#### [TASK DESCRIPTION]
Retype all of the data exactly as given.

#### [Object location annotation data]

====

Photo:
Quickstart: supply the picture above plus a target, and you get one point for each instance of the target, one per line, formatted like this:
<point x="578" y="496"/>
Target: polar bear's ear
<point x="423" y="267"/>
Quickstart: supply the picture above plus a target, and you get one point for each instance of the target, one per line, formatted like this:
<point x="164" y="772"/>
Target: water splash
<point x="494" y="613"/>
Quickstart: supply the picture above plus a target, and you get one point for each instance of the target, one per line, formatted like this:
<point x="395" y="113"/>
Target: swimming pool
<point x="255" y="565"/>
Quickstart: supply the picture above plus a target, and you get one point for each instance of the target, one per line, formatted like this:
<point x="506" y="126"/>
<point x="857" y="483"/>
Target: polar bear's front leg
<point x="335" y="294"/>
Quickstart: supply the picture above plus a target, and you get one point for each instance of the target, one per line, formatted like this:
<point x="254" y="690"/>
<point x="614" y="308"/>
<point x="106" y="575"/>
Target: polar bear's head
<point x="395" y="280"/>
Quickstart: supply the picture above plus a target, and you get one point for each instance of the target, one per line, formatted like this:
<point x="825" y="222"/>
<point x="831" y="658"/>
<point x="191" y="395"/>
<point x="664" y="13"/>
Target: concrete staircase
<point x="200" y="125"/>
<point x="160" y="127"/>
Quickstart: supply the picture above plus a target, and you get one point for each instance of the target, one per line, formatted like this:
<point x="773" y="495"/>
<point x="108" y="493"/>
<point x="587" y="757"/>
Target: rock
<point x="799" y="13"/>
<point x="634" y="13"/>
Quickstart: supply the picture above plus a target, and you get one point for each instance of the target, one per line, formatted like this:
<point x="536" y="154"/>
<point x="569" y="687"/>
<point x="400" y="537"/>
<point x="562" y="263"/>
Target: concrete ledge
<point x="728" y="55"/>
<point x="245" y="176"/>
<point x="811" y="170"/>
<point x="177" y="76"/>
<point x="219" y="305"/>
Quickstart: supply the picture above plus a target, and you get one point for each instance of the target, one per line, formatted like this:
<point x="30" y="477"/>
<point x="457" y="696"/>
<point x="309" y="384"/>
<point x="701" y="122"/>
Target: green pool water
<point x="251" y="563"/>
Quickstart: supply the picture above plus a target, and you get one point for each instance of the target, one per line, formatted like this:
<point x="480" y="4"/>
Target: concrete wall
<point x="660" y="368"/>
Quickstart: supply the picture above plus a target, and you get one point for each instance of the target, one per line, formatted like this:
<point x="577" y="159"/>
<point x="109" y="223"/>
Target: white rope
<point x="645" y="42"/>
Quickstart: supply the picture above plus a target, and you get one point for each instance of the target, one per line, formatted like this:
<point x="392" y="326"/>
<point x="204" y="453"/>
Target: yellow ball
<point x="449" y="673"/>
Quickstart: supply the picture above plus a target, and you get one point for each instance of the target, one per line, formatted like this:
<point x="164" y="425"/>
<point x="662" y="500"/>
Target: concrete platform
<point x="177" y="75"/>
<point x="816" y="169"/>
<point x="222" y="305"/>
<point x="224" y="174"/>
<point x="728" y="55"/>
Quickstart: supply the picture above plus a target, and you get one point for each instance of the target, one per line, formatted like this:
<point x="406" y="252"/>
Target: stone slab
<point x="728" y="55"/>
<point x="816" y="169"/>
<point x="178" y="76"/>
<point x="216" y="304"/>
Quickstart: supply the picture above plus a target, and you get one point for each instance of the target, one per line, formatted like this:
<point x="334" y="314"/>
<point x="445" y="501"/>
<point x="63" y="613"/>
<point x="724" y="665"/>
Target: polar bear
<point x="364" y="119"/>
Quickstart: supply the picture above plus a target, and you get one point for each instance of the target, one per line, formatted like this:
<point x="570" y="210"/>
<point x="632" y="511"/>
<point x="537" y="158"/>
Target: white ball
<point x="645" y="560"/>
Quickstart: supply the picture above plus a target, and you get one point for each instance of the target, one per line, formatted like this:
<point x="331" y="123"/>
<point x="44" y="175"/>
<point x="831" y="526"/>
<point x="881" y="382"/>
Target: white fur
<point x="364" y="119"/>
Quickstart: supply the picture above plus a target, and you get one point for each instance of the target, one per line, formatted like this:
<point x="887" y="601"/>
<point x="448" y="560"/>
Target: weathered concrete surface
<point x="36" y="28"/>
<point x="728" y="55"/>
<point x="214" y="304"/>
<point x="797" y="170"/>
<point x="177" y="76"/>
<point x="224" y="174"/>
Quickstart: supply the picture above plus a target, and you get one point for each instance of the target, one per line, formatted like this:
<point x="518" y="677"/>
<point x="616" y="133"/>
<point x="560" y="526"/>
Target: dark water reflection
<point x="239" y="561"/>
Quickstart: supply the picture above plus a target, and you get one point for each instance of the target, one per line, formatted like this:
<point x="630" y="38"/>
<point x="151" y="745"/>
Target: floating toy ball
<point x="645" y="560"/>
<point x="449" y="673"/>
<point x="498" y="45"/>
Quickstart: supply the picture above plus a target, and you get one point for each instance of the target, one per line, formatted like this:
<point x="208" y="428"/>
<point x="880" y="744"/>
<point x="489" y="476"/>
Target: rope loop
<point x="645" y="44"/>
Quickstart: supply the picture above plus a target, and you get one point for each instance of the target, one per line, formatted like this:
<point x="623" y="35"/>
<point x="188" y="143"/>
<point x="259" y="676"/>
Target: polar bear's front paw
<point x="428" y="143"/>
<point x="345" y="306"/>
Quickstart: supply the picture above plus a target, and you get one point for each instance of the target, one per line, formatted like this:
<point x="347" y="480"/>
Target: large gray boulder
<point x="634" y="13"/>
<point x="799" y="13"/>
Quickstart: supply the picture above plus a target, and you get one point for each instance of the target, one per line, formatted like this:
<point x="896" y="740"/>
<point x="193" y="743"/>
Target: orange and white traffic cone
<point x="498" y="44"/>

====

#### [SOLVED PROBLEM]
Photo:
Quickstart: supply the picture above plus a target, and you get one point for each instance of the target, one per line, formatted like this:
<point x="578" y="496"/>
Target: polar bear's ear
<point x="423" y="267"/>
Quickstart: supply the picture above plus a target, and you get one point for each instance of the target, one per line, formatted like this:
<point x="164" y="772"/>
Target: water splash
<point x="494" y="613"/>
Quickstart: supply the picture above plus a target, and you get one point for each instance of the target, one per line, formatted like this:
<point x="395" y="113"/>
Target: swimming pool
<point x="255" y="565"/>
Quickstart: supply the picture above plus a target, and you get one point for each instance of the target, one per line, formatted like this:
<point x="506" y="126"/>
<point x="857" y="483"/>
Target: polar bear's front leg
<point x="335" y="294"/>
Quickstart: supply the picture above plus a target, and you get one point for each instance of the target, one per line, formatted like this:
<point x="254" y="690"/>
<point x="614" y="308"/>
<point x="106" y="575"/>
Target: polar bear's head
<point x="395" y="280"/>
Quickstart: supply the picture above plus a target, and you get one point for each instance of the target, one per line, formatted like this:
<point x="825" y="222"/>
<point x="831" y="658"/>
<point x="191" y="395"/>
<point x="664" y="13"/>
Target: concrete staircase
<point x="200" y="125"/>
<point x="160" y="127"/>
Quickstart: supply the picture above plus a target, and you get one point for each instance of the target, one per line, formatted like this:
<point x="773" y="495"/>
<point x="108" y="493"/>
<point x="587" y="757"/>
Target: rock
<point x="799" y="13"/>
<point x="634" y="13"/>
Quickstart: supply the picture above plus a target, and you get one point for each instance of the target, one per line, formatted like this:
<point x="536" y="154"/>
<point x="569" y="687"/>
<point x="400" y="537"/>
<point x="562" y="263"/>
Target: concrete ledge
<point x="728" y="55"/>
<point x="245" y="176"/>
<point x="811" y="170"/>
<point x="177" y="76"/>
<point x="219" y="305"/>
Quickstart: supply the picture above plus a target, and you get one point for each instance of the target, one per line, formatted like this:
<point x="30" y="477"/>
<point x="457" y="696"/>
<point x="309" y="384"/>
<point x="701" y="122"/>
Target: green pool water
<point x="251" y="563"/>
Quickstart: supply the picture above plus a target, and you get one point for each instance of the target, one per line, formatted like this:
<point x="480" y="4"/>
Target: concrete wall
<point x="660" y="368"/>
Quickstart: supply the picture above plus a target, and you get one point for each instance of the target, one per line, formatted like this:
<point x="577" y="159"/>
<point x="109" y="223"/>
Target: white rope
<point x="645" y="42"/>
Quickstart: supply the picture above plus a target, and you get one point for each instance of the target, one per line, formatted like this:
<point x="392" y="326"/>
<point x="204" y="453"/>
Target: yellow ball
<point x="449" y="673"/>
Quickstart: supply the picture above plus a target, and you get one point for each instance of the target, one per line, formatted like this:
<point x="164" y="425"/>
<point x="662" y="500"/>
Target: concrete platform
<point x="177" y="75"/>
<point x="816" y="169"/>
<point x="222" y="305"/>
<point x="224" y="174"/>
<point x="728" y="55"/>
Quickstart: supply the picture above plus a target, and you get one point for each instance of the target, one per line, formatted like this:
<point x="406" y="252"/>
Target: stone slab
<point x="728" y="55"/>
<point x="816" y="169"/>
<point x="178" y="76"/>
<point x="216" y="304"/>
Quickstart: supply the picture above plus a target, and you get one point for each instance of the target, one per line, formatted like this:
<point x="334" y="314"/>
<point x="445" y="501"/>
<point x="63" y="613"/>
<point x="724" y="665"/>
Target: polar bear
<point x="364" y="119"/>
Quickstart: supply the picture above plus a target, and you get one point for each instance of the target, one per line, formatted like this:
<point x="570" y="210"/>
<point x="632" y="511"/>
<point x="537" y="158"/>
Target: white ball
<point x="645" y="560"/>
Quickstart: supply the picture above plus a target, and you get one point for each instance of the target, one per line, formatted like this:
<point x="331" y="123"/>
<point x="44" y="175"/>
<point x="831" y="526"/>
<point x="881" y="382"/>
Target: white fur
<point x="364" y="119"/>
Quickstart: supply the picture above plus a target, and you get one point for each instance of the target, one per line, formatted like this:
<point x="887" y="601"/>
<point x="448" y="560"/>
Target: weathered concrete surface
<point x="36" y="28"/>
<point x="728" y="55"/>
<point x="214" y="304"/>
<point x="797" y="170"/>
<point x="177" y="76"/>
<point x="224" y="174"/>
Quickstart: supply the picture above plus a target, and you get one point for each instance of the target, one per line, formatted like this:
<point x="518" y="677"/>
<point x="616" y="133"/>
<point x="560" y="526"/>
Target: dark water reflection
<point x="239" y="561"/>
Quickstart: supply the picture above plus a target, and you get one point for each instance of the target, one per line, formatted like this:
<point x="630" y="38"/>
<point x="151" y="745"/>
Target: floating toy ball
<point x="645" y="560"/>
<point x="449" y="673"/>
<point x="498" y="45"/>
Quickstart: supply the picture above plus a target, and you get one point for each instance of the target, one per line, formatted like this:
<point x="208" y="428"/>
<point x="880" y="744"/>
<point x="489" y="476"/>
Target: rope loop
<point x="645" y="44"/>
Quickstart: supply the picture above plus a target, and you get one point for each instance of the target, one per line, formatted like this:
<point x="623" y="35"/>
<point x="188" y="143"/>
<point x="259" y="676"/>
Target: polar bear's front paw
<point x="428" y="143"/>
<point x="345" y="306"/>
Quickstart: supply the picture above plus a target, and you get one point for each instance of the target, one per line, formatted like this:
<point x="347" y="480"/>
Target: large gray boulder
<point x="634" y="13"/>
<point x="799" y="13"/>
Quickstart: supply the picture above plus a target, and you get one point for each instance of the target, one per line, formatted like this:
<point x="896" y="740"/>
<point x="193" y="743"/>
Target: orange and white traffic cone
<point x="498" y="44"/>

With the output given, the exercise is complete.